**What you have to do**
Locate every line in the records that contains the string "before", and copy each of those lines.

Recorded data
## start

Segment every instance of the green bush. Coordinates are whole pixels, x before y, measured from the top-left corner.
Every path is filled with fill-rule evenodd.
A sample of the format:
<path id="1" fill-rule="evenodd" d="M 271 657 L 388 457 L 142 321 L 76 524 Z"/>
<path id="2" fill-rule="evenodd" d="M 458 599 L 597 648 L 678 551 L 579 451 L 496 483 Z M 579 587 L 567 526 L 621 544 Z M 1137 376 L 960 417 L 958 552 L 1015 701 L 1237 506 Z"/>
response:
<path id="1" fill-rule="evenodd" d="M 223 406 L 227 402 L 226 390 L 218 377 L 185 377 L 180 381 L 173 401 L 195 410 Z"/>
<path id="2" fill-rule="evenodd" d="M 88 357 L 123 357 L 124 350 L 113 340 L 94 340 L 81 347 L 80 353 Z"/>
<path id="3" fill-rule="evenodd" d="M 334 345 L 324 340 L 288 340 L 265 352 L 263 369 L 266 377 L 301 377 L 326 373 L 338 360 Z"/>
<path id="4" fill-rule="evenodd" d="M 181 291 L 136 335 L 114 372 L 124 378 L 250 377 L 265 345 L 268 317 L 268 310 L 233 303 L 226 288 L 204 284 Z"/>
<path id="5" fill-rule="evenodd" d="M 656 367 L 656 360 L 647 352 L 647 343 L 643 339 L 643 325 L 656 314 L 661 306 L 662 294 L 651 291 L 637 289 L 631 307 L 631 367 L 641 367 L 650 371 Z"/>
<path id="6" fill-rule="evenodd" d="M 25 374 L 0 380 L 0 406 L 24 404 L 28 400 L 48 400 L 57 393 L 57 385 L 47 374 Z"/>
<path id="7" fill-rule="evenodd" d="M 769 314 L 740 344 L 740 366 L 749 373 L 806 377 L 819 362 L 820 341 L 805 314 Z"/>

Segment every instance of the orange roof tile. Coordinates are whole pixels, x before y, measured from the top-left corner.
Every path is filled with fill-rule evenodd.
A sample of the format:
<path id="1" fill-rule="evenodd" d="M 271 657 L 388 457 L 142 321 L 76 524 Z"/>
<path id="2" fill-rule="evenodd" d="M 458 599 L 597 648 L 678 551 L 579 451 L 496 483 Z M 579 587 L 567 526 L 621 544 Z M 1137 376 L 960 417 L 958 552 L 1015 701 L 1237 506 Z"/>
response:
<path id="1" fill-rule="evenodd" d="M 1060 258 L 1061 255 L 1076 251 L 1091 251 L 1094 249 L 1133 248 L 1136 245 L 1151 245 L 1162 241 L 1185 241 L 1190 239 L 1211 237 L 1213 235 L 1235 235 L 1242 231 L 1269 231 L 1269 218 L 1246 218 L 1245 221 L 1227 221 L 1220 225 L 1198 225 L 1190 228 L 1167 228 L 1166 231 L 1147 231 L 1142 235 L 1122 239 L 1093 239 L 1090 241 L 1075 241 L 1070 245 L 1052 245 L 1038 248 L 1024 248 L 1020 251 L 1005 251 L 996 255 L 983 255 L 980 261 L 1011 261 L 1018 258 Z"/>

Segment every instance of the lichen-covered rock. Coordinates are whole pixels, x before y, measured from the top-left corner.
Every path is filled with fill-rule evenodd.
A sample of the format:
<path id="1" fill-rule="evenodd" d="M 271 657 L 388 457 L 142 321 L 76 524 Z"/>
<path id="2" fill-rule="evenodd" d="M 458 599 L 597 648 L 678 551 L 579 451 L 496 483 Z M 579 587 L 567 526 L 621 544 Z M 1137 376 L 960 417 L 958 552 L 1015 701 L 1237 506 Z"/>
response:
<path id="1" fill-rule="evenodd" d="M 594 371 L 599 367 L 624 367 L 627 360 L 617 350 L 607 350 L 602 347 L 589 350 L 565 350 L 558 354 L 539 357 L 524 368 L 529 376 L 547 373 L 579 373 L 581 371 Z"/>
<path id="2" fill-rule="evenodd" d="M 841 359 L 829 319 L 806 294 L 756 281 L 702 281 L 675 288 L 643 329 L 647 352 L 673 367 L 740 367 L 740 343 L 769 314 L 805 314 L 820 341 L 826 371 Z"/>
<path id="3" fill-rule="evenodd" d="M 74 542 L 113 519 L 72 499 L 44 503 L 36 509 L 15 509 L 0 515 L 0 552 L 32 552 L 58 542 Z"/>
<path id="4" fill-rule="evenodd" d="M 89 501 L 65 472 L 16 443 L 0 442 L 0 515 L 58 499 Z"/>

## end

**Finished answer**
Segment every instance of the green bush. Coordinates are whole pixels, x before y, measured from the top-left corner.
Segment every instance of the orange roof tile. Coordinates are whole pixels, x before y, measured from the top-left corner.
Segment every instance of the lichen-covered rock. Coordinates are whole pixels, x before y, measured from the top-left corner.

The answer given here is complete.